## Trecho
=-=-=-=-=
Mais de 40% dos trabalhadores rurais dos EUA são imigrantes sem documentos, de acordo com um relatório de 2022 do Departamento de Agricultura dos EUA . Na Califórnia, mais de 75% são indocumentados, de acordo com a Universidade da Califórnia, Merced .
As batidas em fazendas e empresas que dependem do setor agrícola em toda a Califórnia e em todo o país aumentaram neste mês.
As prisões aumentaram os temores de escassez no suprimento de alimentos nos Estados Unidos, caso os migrantes sejam presos ou forçados a se esconder, com medo de ir trabalhar.

Esse impacto não passou despercebido pela Casa Branca. Apesar de vencer a eleição de forma decisiva após prometer deportações em massa, Trump reconheceu na quinta-feira o momento difícil que sua repressão está impondo ao setor agrícola.
"Nossos agricultores estão sendo gravemente prejudicados. Sabe, eles têm funcionários muito bons. Trabalham para eles há 20 anos. Não são cidadãos, mas acabaram se revelando, sabe, ótimos."
=-=-=-=-=
(Dados de localização espacial)
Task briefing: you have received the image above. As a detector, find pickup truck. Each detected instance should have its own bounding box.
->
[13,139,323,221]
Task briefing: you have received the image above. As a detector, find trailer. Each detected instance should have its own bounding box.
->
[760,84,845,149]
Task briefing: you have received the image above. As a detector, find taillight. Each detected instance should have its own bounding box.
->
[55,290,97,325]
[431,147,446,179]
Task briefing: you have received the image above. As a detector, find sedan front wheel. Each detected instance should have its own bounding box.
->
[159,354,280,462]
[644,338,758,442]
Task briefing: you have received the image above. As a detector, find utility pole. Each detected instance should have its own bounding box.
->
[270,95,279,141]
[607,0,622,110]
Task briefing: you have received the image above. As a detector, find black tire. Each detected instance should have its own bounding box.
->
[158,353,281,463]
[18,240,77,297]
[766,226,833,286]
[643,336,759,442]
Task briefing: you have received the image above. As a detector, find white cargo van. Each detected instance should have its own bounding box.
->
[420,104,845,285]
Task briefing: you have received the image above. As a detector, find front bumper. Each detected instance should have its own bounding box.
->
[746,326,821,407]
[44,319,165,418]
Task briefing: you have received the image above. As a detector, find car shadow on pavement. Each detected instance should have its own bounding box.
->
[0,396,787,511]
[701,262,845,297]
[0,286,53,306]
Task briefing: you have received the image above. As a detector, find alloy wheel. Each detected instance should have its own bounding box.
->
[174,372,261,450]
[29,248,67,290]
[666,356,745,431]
=-=-=-=-=
## Instruções da tarefa
Retorne, sem nenhuma alteração, a parte do trecho sobre os trabalhadores rurais imigrantes que vai de "Mais de 40%" até "ao setor agrícola.", incluindo estas últimas palavras.

## Solução da tarefa
Mais de 40% dos trabalhadores rurais dos EUA são imigrantes sem documentos, de acordo com um relatório de 2022 do Departamento de Agricultura dos EUA . Na Califórnia, mais de 75% são indocumentados, de acordo com a Universidade da Califórnia, Merced .
As batidas em fazendas e empresas que dependem do setor agrícola em toda a Califórnia e em todo o país aumentaram neste mês.
As prisões aumentaram os temores de escassez no suprimento de alimentos nos Estados Unidos, caso os migrantes sejam presos ou forçados a se esconder, com medo de ir trabalhar.

Esse impacto não passou despercebido pela Casa Branca. Apesar de vencer a eleição de forma decisiva após prometer deportações em massa, Trump reconheceu na quinta-feira o momento difícil que sua repressão está impondo ao setor agrícola.